§ **INSTRUCTIONS**
**a.** Write out the article on seaweed bacteria and tooth decay word for word, from "Seaweed bacteria may" up to and including "including teeth cleaning.".
**b.** Sum up the article on seaweed bacteria and tooth decay in two sentences.
**c.** Carry on the article about seaweed bacteria and tooth decay, picking up right after its final sentence.

Seaweed bacteria may prevent tooth decay
Scientists claim the use of microbes found on seaweed to see more effective results in the fight against tooth decay rather than any of the branded toothpastes.
A team of dentists and scientists from Newcastle University are developing a new product from a marine microbe to protect dentures, teeth and gums from bacteria in the mouth.
They are using an enzyme isolated from a marine bacterium Bacillus licheniformis found on the surface of seaweed which they were originally researching for the purpose of cleaning the hulls of ships.
But presenting at the Society for Applied Microbiology Summer conference today, they explained how they are beginning to realise its potential in a host of medical environments – including teeth cleaning.
While toothpastes are fairly effective there are still hard to reach areas leaving the bacteria in plaque able to erode the enamel of teeth leading to fillings.
Dr Nicholas Jakubovics of Newcastle University’s School of Dental Sciences believes better products can be made using the enzyme which will offer longer and more effective protection.

§ **DATA SECTION**
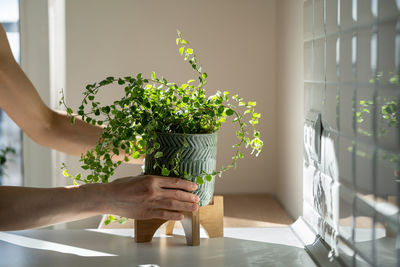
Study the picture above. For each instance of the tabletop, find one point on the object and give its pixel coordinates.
(116, 247)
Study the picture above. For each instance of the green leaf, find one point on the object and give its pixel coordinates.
(165, 172)
(229, 112)
(136, 155)
(199, 180)
(159, 154)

§ **RESPONSES**
**a.**
Seaweed bacteria may prevent tooth decay
Scientists claim the use of microbes found on seaweed to see more effective results in the fight against tooth decay rather than any of the branded toothpastes.
A team of dentists and scientists from Newcastle University are developing a new product from a marine microbe to protect dentures, teeth and gums from bacteria in the mouth.
They are using an enzyme isolated from a marine bacterium Bacillus licheniformis found on the surface of seaweed which they were originally researching for the purpose of cleaning the hulls of ships.
But presenting at the Society for Applied Microbiology Summer conference today, they explained how they are beginning to realise its potential in a host of medical environments – including teeth cleaning.

**b.** A team of dentists and scientists from Newcastle University is developing a product that uses an enzyme from Bacillus licheniformis, a marine bacterium found on seaweed, to protect teeth, gums and dentures from mouth bacteria. The enzyme was first studied for cleaning ship hulls, and the team believes it could give longer and more effective protection than toothpastes, which miss hard-to-reach areas where plaque bacteria can erode tooth enamel.

**c.**
Dr Jakubovics said: ‘Plaque on your teeth is made up of bacteria which join together to colonise an area in a bid to push out any potential competitors. Traditional toothpastes work by scrubbing off the plaque containing the bacteria – but that’s not always effective – which is why people who religiously clean their teeth can still develop cavities.
‘Work in a test tube has shown that this enzyme can cut through the plaque or layer of bacteria and we want to harness this power into a paste, mouthwash or denture cleaning solution.’
When under threat, bacteria shield themselves in a slimy protective barrier. Biofilm adheres the bacteria to each other and to a solid surface – in this case in the plaque around the teeth and gums. The biofilm protects the bacteria from attack by brushing, chemicals or even antibiotics.
However, when studying the marine bacterium Bacillus licheniformis, Newcastle University scientists led by Professor Grant Burgess found that when the bacteria want to move on, they release an enzyme which breaks down the external DNA, breaking up the biofilm and releasing the bacteria from the web.
Professor Burgess said: ‘It’s an amazing phenomenon. The enzyme breaks up and removes the bacteria present in plaque and importantly, it can prevent the build up of plaque, too.
‘When I initially began researching how to break down these layers of bacteria, I was interested in how we could keep the hulls of ships clear but we soon realised that the mechanism we had discovered had much wider uses. If we can contain it within a toothpaste we would be creating a product which could prevent tooth decay.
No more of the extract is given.